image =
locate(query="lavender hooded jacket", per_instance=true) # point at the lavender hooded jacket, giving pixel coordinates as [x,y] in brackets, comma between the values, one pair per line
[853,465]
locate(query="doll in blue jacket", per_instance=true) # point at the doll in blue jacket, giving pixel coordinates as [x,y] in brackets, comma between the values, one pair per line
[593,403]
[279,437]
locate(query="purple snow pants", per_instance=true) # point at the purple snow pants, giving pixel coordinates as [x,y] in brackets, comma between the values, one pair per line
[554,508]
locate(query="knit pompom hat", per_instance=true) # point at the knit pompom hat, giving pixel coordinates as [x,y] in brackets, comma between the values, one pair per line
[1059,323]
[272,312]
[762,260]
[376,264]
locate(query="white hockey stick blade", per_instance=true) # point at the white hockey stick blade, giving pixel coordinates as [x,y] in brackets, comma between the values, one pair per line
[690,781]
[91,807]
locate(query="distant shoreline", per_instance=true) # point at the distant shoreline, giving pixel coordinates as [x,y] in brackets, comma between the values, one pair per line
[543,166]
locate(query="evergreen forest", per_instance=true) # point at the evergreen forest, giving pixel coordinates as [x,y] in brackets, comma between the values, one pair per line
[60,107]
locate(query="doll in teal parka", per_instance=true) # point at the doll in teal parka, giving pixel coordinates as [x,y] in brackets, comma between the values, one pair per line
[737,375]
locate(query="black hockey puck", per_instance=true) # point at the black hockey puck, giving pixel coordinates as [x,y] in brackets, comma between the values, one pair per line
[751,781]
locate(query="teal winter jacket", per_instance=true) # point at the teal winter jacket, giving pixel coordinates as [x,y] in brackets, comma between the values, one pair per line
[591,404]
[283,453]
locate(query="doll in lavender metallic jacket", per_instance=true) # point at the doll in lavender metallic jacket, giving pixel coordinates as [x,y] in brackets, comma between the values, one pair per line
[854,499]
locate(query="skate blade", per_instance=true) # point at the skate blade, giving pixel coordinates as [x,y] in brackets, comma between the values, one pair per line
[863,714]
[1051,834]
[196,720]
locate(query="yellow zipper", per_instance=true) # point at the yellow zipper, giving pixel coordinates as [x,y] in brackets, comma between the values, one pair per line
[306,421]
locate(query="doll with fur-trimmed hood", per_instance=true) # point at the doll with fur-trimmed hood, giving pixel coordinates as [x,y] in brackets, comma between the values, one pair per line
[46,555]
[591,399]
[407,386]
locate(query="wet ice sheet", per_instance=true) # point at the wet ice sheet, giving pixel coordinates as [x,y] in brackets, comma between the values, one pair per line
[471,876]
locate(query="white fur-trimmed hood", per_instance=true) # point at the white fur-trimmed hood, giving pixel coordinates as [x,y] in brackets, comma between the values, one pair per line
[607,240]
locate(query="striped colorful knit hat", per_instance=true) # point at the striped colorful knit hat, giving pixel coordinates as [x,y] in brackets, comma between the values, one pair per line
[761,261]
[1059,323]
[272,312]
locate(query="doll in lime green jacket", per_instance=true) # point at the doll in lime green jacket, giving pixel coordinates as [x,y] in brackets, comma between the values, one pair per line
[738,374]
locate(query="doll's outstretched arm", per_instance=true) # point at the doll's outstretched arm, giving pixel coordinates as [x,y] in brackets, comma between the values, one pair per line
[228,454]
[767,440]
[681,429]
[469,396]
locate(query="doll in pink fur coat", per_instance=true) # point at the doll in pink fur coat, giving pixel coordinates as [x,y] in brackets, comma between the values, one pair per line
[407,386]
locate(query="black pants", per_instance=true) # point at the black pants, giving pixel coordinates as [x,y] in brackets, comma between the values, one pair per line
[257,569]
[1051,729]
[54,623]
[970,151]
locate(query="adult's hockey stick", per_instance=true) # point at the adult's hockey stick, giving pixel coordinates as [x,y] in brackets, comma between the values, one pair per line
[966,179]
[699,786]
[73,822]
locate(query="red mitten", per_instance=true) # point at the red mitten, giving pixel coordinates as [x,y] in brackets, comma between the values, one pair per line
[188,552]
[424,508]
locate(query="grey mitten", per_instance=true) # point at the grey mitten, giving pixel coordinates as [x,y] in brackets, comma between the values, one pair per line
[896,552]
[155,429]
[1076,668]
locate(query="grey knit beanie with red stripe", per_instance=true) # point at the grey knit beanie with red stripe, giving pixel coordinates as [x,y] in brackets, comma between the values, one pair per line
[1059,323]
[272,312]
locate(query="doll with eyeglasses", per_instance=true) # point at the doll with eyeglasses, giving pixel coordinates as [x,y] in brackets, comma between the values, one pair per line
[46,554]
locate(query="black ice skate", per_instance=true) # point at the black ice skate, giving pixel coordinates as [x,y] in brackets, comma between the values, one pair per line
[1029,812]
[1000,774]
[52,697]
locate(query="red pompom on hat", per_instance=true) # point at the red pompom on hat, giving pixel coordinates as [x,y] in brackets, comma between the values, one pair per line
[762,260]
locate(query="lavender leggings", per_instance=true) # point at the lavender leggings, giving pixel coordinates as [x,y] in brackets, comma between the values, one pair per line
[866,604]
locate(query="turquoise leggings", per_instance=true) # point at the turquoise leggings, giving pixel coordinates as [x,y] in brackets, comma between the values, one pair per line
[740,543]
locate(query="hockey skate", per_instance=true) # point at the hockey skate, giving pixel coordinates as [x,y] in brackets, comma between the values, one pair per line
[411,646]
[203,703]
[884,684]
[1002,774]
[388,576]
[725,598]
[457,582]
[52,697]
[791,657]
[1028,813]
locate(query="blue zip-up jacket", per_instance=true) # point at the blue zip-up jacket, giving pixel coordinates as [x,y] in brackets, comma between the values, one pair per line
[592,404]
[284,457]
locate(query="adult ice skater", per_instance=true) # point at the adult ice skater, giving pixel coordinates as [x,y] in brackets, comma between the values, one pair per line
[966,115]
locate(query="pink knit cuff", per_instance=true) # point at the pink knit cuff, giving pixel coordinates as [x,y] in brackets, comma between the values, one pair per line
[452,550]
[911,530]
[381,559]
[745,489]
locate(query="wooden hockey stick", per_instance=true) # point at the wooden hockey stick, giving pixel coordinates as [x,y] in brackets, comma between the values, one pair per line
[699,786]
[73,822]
* * * * * * *
Given request:
Extract, verbatim, the lines from the one containing "the grey knit" through the last line of the listing above.

Exercise result:
locate(query="grey knit beanie with red stripe", per_instance=true) # point at the grey knit beanie with red stripe, giving pixel coordinates as [x,y] in brackets, comma between the values, one pair per line
[1059,323]
[272,312]
locate(query="doll with eyeglasses", per_instance=true) # point at the doll with eyeglasses, giving pixel coordinates as [x,y] in brackets, comma between the values, one pair per line
[46,554]
locate(query="black ice skate", per_instance=true) # point at the black ice skate, giving pixel coordinates as [x,y] in brackets, comma between the values, one pair per line
[1029,812]
[1000,774]
[52,697]
locate(query="red pompom on hat", per_instance=true) # point at the red pompom on hat, giving pixel coordinates as [x,y] in brackets, comma between the values, one pair per line
[762,260]
locate(query="lavender leggings", per_instance=true) # point at the lavender leggings, giving pixel coordinates as [x,y] in brackets, comma between the values, one pair per line
[866,604]
locate(query="turquoise leggings", per_instance=true) # point at the turquoise leggings, giving pixel coordinates as [x,y] in brackets, comma between the values, one pair per line
[740,543]
locate(query="hockey skate", per_instance=true) # point at the hockey skate, giving pixel coordinates as [x,y] in brackets, comma between the values, one pair per line
[411,646]
[203,703]
[884,684]
[1002,774]
[388,576]
[725,598]
[457,582]
[52,697]
[791,657]
[1028,813]
locate(query="blue zip-up jacket", per_instance=true) # point at the blue zip-up jacket, giving pixel coordinates as [x,y] in brackets, comma between the values, one pair per line
[592,404]
[284,457]
locate(query="adult ice skater", per_instance=true) # point at the adult ice skater, giving pixel coordinates as [x,y] in brackets, comma between the values, one pair per line
[966,115]
locate(query="pink knit cuff", per_instance=true) # point at the pink knit cuff, giving pixel coordinates as [x,y] in brackets, comma between the values, one pair per line
[452,550]
[911,530]
[381,559]
[745,489]
locate(query="wooden hockey stick", per_instance=true) # point at the wooden hockey stick, giving pixel coordinates as [x,y] in brackets, comma between the values, one pair per line
[699,786]
[73,822]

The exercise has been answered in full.